For every line in the material below that holds "camera", report the line.

**Supplied records:**

##########

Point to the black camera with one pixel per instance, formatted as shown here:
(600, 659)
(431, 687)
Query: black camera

##########

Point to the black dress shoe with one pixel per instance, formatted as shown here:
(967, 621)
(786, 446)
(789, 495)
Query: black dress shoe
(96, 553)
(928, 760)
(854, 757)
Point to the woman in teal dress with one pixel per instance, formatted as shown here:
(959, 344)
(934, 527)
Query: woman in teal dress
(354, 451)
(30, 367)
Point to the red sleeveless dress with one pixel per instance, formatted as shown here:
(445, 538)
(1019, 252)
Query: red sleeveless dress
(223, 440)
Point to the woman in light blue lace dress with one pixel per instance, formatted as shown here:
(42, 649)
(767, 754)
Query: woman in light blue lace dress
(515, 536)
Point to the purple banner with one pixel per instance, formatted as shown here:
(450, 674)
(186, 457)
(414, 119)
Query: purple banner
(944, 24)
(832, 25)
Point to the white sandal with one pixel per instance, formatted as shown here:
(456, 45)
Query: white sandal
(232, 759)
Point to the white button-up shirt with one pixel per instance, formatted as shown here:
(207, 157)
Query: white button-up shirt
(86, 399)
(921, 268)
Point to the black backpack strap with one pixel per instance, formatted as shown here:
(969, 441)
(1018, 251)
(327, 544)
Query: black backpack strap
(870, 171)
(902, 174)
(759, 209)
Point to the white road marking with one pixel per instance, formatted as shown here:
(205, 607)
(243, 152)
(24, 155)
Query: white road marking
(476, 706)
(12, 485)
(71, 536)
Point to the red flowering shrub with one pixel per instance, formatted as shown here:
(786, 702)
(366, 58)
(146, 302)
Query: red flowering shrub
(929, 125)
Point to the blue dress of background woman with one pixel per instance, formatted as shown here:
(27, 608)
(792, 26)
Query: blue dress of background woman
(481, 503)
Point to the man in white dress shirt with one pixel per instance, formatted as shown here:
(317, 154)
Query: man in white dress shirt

##########

**Response below:**
Point to the black camera with one pixel per instance, formatted as shown here:
Query: black camera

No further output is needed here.